» WORK ORDER
Across these entries, work out how many lines carry the string "shoulder", and give only that number.

◆ ◆ ◆ ◆ ◆

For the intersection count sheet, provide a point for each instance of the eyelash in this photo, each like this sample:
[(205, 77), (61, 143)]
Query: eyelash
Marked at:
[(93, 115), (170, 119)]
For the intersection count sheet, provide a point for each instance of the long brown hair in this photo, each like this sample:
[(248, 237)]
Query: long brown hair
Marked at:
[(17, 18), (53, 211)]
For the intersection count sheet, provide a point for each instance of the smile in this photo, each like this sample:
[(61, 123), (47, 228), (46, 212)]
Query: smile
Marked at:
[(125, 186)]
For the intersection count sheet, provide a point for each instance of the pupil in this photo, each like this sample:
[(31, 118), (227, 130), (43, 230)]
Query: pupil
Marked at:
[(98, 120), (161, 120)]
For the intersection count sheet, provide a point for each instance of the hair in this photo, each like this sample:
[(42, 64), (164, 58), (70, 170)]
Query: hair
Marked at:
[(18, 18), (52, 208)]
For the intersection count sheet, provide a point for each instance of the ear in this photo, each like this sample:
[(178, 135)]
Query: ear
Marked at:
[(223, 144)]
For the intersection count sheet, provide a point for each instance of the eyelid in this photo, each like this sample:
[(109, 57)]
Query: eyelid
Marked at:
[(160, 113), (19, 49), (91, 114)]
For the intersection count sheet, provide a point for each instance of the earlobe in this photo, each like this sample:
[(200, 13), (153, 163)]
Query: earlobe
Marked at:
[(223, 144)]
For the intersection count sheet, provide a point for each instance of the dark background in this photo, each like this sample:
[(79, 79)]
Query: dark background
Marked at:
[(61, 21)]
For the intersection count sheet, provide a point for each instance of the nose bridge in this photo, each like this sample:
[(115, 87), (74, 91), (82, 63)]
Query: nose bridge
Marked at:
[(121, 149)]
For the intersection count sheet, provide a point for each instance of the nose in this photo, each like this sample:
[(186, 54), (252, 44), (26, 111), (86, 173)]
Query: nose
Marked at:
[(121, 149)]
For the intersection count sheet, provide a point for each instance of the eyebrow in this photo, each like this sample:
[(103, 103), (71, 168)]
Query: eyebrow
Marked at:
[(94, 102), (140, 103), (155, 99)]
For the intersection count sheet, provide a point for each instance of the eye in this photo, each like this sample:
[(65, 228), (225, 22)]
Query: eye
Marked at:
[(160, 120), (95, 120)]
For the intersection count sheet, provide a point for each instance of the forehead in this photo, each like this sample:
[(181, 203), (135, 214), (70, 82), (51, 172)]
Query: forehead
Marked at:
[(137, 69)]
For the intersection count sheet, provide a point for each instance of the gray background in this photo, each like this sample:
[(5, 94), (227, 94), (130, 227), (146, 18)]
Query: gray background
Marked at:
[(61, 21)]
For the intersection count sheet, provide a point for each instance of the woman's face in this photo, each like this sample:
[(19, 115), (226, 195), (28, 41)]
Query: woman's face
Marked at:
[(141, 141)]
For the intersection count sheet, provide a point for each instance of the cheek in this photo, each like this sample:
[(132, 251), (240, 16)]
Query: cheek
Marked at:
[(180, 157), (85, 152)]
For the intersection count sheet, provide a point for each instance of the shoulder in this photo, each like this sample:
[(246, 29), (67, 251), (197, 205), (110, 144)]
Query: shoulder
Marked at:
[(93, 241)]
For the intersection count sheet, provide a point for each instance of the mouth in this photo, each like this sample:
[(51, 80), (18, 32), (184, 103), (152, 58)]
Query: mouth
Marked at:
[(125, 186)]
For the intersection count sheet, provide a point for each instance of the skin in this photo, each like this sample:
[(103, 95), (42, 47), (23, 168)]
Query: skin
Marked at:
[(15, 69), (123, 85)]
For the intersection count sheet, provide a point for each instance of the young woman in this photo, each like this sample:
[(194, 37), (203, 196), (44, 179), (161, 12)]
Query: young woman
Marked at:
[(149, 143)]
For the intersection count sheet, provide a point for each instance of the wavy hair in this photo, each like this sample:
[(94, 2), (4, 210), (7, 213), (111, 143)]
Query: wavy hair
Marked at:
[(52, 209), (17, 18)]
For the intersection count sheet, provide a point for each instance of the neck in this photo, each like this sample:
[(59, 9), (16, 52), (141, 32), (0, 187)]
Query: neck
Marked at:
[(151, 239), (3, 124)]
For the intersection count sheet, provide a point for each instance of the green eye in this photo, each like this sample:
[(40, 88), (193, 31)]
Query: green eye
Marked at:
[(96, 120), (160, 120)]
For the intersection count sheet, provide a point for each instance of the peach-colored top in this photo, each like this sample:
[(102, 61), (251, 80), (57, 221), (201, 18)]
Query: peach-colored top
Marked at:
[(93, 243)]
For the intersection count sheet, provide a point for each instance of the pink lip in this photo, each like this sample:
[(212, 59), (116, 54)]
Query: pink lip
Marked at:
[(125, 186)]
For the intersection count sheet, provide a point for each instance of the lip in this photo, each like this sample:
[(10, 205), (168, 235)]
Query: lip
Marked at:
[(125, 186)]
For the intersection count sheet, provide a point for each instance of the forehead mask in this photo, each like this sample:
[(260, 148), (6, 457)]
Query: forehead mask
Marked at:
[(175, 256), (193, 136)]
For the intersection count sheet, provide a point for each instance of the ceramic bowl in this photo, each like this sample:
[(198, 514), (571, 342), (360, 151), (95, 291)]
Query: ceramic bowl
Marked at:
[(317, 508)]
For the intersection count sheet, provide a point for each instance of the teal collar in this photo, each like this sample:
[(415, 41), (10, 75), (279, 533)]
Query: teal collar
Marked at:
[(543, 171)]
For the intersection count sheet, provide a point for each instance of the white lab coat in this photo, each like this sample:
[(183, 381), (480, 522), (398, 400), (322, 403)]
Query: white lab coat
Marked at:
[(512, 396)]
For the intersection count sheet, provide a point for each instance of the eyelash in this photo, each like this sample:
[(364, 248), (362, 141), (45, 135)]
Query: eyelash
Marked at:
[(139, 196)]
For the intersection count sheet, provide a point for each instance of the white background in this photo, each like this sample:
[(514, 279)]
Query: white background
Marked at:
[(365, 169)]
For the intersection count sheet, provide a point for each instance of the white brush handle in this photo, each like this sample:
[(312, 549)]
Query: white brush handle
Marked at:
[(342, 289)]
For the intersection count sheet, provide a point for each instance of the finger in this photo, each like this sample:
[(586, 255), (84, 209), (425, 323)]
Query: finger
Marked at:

◆ ◆ ◆ ◆ ◆

» RESULT FOR THIS TASK
2